### PROVIDED PASSAGE
>>>>

This is the best summary I could come up with:


The IRS will test a free tax filing service in 2024 for a subset of lucky taxpayers in as many as 13 states, the agency announced today.

The program is more or less a direct result of funding provided by the 2022 Inflation Reduction Act, through which $15 million was earmarked for the purpose of exploring and implementing a simple, free, government-provided tax filing service.

Over the last year and a half, the IRS has been building out the pilot program, which it characterizes as being “one more potential option” on the continuum from self-managed Free File, to commercial products like Turbotax, to a tax prep professional.

The IRS describes Direct File as “a mobile-friendly, interview-based service” available in English and Spanish, intended for people with simpler tax situations like W-2s and common income credits and deductions.

This will in turn “allow the IRS to evaluate the costs, benefits and operational challenges associated with providing a voluntary Direct File option to taxpayers.” In software terms, we’d probably call this an alpha.

Intuit and others which have surreptitiously fought against simple, free, and transparent tax filing for many years (as ProPublica documented not long ago) are no doubt seething and scheduling emergency meetings.


The original article contains 467 words, the summary contains 202 words. Saved 57%. I'm a bot and I'm open source!

[–] [email protected] 10 points 1 year ago

LET'S FUCKING GOOOO

[–] [email protected] 6 points 1 year ago (1 children)

Wait, there was no direct tax filing?

[–] [email protected] 8 points 1 year ago

You've always been able to file directly, but it involves paper forms not software that can guide you through the process and identify extra forms/deductions/additions that you might need to include.

<<<<

### GOALS
1. Answer these questions using the text on the IRS free filing pilot:
(a) How much money did the 2022 Inflation Reduction Act set aside for exploring a free government filing service?
(b) In which languages is Direct File available?
(c) In up to how many states will the service be tested?
2. Reproduce the part of the text on the IRS free filing pilot, everything from "[–] [email protected] 6" down to "need to include.", changing "paper forms" to "printed forms".
None of the items is needed for any of the work here.

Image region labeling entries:

>>>>

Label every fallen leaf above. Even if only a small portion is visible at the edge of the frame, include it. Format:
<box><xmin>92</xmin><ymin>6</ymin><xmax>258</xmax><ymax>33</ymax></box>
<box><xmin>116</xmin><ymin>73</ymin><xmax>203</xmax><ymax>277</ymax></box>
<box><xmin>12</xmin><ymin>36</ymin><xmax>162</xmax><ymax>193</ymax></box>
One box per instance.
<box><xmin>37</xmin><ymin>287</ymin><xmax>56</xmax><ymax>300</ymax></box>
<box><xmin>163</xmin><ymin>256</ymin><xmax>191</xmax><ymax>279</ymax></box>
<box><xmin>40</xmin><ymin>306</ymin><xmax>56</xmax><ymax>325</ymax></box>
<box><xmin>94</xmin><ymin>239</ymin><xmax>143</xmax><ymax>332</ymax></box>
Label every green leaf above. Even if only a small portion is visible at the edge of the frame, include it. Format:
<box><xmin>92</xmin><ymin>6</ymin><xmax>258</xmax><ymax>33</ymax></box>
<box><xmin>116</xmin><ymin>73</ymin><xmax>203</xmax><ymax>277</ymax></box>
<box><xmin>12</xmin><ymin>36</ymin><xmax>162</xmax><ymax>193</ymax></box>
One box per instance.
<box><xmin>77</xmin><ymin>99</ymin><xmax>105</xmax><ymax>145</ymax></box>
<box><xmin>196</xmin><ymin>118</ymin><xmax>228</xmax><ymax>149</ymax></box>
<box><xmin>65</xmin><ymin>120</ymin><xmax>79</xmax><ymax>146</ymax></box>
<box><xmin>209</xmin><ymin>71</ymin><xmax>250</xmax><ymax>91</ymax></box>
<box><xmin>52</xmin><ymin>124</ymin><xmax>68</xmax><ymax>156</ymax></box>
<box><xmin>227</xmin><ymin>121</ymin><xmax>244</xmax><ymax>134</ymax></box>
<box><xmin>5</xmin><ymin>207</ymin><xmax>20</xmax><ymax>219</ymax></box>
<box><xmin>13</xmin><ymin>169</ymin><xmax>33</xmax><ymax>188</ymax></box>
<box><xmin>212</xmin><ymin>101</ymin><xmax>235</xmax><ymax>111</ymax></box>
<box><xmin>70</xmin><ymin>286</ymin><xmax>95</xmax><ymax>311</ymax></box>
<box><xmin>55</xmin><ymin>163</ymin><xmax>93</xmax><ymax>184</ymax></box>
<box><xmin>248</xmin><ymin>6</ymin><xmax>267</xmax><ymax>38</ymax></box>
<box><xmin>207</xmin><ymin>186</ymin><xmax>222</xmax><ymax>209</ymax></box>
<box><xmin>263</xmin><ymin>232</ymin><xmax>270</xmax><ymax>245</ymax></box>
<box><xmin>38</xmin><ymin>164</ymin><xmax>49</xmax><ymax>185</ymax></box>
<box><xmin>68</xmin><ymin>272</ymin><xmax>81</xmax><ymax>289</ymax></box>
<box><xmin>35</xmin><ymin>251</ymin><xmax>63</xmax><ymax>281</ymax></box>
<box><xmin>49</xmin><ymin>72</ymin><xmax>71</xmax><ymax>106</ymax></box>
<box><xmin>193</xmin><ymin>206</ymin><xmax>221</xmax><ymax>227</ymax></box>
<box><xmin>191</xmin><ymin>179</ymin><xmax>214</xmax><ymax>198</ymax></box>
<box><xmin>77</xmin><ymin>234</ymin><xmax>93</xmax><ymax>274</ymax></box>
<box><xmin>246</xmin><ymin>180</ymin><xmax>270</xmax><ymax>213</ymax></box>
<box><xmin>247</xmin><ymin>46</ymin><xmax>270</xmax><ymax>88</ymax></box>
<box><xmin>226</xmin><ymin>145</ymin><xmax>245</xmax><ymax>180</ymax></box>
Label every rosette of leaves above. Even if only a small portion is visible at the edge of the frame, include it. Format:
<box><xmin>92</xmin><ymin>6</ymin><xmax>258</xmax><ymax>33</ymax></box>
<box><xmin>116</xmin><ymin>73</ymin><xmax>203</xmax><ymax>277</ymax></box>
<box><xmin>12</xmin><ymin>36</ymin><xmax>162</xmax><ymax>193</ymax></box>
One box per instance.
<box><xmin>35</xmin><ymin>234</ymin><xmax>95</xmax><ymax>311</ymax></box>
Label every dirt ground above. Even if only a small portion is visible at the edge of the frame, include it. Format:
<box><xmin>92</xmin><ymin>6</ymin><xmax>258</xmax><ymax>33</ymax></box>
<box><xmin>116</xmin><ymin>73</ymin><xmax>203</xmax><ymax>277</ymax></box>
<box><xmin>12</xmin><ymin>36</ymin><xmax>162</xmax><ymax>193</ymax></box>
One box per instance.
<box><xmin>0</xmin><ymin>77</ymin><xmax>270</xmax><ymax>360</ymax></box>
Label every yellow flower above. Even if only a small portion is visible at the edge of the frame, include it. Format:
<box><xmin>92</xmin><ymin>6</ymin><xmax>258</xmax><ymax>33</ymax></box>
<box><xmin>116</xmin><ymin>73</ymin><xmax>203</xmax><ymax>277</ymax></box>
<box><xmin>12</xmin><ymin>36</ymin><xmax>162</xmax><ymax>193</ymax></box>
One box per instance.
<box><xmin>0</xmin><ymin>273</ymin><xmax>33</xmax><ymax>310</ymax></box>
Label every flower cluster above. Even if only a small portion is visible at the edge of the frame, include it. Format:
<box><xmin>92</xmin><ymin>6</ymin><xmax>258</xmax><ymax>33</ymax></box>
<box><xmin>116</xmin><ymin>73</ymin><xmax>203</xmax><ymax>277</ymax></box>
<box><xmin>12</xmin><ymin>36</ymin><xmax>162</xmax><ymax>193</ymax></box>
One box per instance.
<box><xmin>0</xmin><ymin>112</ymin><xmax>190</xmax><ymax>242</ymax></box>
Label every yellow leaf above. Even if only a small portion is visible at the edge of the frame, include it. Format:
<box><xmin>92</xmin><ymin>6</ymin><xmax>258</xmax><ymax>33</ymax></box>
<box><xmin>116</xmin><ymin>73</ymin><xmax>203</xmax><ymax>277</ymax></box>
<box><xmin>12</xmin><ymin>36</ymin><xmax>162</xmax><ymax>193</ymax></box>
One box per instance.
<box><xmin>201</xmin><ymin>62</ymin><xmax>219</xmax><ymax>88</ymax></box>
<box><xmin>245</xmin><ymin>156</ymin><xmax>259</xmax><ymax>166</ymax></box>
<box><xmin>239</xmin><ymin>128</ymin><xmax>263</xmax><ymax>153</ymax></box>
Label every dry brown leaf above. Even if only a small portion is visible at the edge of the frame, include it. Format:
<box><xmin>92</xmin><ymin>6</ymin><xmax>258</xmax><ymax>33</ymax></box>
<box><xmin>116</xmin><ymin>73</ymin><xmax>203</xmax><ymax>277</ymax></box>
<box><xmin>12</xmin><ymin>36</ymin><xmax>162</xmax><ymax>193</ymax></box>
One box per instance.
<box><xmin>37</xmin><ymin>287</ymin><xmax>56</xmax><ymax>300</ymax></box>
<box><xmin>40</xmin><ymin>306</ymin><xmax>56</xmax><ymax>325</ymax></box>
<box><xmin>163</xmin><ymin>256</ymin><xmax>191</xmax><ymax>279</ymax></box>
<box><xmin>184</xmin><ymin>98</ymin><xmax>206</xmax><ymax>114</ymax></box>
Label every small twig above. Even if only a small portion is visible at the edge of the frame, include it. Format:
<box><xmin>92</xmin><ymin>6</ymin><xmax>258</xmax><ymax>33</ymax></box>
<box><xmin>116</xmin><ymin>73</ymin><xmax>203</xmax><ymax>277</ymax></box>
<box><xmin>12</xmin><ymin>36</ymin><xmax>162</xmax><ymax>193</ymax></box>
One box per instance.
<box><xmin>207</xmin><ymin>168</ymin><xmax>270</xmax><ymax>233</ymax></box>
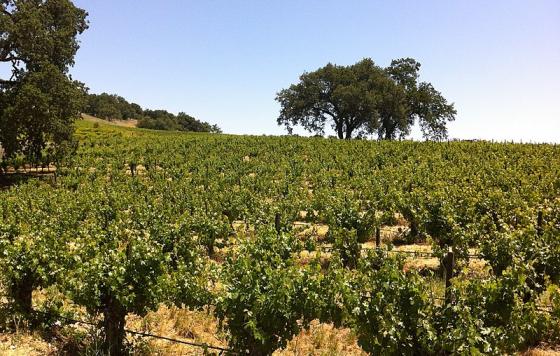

<<<<

### SOLUTIONS
1.
(a) $15 million
(b) English and Spanish
(c) 13

2.
[–] [email protected] 6 points 1 year ago (1 children)

Wait, there was no direct tax filing?

[–] [email protected] 8 points 1 year ago

You've always been able to file directly, but it involves printed forms not software that can guide you through the process and identify extra forms/deductions/additions that you might need to include.